SET PROBLEM – Could you output, unchanged, the part of the items below that begins with the line containing "Isolate snow on" and ends with the line containing "[289,437,302,468]", including both of those lines?

○ ○ ○ ○ ○

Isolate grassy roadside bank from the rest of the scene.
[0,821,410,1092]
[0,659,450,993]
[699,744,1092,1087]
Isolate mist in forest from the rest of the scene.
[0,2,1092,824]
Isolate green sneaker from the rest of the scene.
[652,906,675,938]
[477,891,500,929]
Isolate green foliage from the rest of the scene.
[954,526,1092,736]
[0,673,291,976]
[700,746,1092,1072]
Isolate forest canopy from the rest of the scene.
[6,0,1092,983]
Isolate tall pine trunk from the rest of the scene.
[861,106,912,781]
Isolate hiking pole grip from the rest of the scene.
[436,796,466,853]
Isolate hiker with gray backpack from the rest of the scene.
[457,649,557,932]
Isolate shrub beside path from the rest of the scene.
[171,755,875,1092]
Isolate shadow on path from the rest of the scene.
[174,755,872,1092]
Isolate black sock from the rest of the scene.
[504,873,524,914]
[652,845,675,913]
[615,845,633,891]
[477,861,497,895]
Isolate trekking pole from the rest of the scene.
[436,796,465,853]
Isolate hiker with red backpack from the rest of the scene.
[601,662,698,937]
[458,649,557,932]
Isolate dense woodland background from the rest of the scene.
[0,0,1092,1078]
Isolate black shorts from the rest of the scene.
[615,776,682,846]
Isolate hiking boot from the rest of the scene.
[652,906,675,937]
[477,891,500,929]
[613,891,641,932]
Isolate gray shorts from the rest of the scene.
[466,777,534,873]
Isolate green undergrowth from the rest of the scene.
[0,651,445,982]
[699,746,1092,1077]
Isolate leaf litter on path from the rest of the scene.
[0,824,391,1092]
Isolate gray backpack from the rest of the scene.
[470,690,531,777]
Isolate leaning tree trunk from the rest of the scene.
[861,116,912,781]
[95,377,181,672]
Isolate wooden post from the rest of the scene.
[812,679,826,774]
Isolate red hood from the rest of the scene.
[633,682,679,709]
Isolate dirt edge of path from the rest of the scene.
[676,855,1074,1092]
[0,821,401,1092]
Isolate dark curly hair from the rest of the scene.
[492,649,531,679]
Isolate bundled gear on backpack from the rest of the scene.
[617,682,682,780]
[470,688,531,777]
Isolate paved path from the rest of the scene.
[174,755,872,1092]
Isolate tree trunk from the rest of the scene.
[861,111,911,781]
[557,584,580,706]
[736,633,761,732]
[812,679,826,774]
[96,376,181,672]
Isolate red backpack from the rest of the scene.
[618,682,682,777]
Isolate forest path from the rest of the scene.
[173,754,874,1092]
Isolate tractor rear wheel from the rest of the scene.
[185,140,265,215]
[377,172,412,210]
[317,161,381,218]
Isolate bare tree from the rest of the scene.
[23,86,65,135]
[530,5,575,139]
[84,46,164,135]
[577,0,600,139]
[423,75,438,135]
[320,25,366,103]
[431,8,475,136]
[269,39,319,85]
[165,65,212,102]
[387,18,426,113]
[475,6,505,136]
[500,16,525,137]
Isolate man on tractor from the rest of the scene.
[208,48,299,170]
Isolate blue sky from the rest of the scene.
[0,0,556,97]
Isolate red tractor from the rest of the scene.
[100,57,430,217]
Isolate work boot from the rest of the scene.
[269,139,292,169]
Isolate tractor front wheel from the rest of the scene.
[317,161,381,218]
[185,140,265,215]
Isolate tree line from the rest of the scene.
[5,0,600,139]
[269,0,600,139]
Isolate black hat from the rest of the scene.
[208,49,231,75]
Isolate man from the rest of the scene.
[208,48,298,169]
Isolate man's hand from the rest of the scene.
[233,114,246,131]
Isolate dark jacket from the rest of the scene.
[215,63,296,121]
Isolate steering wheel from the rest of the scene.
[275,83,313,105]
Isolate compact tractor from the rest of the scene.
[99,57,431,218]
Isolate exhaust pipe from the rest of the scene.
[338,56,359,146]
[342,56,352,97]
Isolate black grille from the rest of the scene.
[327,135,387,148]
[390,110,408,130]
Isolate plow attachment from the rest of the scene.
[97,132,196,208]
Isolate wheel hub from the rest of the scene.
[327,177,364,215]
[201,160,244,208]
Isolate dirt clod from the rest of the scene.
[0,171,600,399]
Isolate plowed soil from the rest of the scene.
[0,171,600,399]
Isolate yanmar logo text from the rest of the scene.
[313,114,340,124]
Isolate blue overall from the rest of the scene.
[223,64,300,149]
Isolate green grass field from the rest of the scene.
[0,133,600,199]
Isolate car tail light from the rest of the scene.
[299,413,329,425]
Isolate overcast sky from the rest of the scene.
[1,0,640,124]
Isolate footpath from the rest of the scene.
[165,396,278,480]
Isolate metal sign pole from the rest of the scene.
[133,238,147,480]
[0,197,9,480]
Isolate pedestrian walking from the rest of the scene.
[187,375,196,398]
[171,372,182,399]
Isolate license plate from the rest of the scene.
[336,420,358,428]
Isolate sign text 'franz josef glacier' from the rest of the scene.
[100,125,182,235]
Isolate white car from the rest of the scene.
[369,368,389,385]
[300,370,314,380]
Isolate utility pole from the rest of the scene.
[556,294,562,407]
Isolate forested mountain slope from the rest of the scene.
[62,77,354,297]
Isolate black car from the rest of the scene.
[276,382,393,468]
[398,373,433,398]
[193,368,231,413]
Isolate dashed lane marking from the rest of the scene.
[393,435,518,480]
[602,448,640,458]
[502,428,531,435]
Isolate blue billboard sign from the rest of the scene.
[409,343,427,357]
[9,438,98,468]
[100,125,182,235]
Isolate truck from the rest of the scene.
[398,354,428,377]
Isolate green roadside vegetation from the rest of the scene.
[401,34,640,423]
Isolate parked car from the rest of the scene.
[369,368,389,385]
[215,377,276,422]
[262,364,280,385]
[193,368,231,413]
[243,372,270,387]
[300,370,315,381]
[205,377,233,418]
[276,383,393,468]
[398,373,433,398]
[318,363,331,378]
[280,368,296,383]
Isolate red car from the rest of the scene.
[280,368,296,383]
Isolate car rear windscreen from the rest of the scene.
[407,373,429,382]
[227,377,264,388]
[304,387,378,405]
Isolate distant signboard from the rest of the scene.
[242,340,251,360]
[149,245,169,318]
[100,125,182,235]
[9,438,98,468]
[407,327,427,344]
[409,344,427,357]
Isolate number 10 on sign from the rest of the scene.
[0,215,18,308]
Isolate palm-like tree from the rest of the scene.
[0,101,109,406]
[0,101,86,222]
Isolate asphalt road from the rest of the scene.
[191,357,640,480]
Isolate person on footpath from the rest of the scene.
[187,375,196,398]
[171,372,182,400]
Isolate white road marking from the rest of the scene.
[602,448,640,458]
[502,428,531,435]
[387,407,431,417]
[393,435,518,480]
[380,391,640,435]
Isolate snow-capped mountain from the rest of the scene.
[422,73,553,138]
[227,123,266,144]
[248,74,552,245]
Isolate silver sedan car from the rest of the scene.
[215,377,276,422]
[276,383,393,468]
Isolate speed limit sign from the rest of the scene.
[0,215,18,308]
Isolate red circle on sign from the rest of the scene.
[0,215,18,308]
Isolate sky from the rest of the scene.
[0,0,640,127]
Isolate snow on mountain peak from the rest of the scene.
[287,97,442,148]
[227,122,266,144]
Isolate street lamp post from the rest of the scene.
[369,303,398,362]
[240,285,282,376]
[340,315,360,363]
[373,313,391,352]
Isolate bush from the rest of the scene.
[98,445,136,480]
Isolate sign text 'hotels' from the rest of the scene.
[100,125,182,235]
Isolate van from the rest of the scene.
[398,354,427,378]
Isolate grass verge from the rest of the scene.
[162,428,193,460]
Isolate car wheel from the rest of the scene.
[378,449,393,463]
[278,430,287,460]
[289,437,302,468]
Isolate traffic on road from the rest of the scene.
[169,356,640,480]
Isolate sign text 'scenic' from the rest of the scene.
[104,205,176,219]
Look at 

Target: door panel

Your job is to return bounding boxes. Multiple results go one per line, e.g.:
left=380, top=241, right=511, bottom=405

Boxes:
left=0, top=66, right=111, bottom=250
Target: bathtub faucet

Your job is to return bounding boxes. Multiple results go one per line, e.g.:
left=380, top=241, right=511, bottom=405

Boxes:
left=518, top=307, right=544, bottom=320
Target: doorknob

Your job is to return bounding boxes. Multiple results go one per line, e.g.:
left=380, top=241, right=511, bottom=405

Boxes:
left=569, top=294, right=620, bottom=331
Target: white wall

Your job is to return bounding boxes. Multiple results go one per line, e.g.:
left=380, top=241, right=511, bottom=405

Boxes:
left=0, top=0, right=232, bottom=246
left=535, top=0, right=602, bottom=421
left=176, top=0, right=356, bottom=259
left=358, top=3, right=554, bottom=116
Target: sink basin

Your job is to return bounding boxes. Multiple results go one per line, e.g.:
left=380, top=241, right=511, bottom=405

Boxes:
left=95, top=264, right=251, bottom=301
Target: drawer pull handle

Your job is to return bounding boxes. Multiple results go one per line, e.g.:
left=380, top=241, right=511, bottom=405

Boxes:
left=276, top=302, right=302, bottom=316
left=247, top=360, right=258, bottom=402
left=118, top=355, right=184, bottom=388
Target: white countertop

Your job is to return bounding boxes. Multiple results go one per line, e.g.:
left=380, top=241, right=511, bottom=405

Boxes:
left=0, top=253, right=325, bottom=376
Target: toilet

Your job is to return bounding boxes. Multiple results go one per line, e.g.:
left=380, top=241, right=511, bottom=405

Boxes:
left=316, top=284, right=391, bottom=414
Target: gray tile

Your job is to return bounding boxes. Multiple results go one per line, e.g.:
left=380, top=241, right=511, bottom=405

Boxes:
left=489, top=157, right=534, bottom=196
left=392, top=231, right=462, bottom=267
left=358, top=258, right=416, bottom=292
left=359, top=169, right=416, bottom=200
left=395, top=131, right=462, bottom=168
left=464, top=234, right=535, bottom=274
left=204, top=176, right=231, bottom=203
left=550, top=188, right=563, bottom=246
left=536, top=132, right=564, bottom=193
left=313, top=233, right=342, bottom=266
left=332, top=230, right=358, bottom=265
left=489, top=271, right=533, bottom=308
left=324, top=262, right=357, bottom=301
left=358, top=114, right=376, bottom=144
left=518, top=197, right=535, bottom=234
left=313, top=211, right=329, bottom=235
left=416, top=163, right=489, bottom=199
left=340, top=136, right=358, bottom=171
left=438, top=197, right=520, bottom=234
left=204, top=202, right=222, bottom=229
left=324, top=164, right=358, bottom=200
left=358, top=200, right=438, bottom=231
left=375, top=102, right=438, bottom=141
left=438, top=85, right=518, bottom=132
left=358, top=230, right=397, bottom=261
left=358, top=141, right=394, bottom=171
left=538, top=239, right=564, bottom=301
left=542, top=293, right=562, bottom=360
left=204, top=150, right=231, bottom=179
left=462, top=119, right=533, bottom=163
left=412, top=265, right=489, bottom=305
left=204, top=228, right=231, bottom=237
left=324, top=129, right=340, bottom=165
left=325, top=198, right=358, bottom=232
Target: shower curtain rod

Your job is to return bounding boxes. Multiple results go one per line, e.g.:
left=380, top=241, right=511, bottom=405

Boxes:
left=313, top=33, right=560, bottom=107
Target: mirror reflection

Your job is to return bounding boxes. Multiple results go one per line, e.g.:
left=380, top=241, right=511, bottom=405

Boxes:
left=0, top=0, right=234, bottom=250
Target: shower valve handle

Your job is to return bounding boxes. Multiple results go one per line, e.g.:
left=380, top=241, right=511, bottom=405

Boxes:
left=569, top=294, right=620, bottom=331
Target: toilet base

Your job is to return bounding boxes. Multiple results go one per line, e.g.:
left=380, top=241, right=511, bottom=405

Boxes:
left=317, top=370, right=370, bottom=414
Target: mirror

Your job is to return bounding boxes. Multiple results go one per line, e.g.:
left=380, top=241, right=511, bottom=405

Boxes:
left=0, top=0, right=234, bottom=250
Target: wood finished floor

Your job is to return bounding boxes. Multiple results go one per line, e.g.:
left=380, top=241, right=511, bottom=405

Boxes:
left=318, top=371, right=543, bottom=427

○ ○ ○ ○ ○

RESULT BELOW –
Isolate snow on mountain peak from the rest of the scene.
[287,97,442,148]
[227,122,266,144]
Isolate street lamp post from the rest of the scene.
[369,303,398,362]
[240,285,282,376]
[340,315,360,363]
[373,313,391,352]
Isolate bush from the rest of the scene.
[98,445,136,480]
Isolate sign text 'hotels' from the rest of the scene.
[100,125,182,235]
Isolate van from the rest of the scene.
[398,354,427,378]
Isolate grass verge from the rest of the scene.
[162,428,193,460]
Isolate car wheel from the rest of the scene.
[378,449,393,463]
[278,430,287,460]
[289,437,302,468]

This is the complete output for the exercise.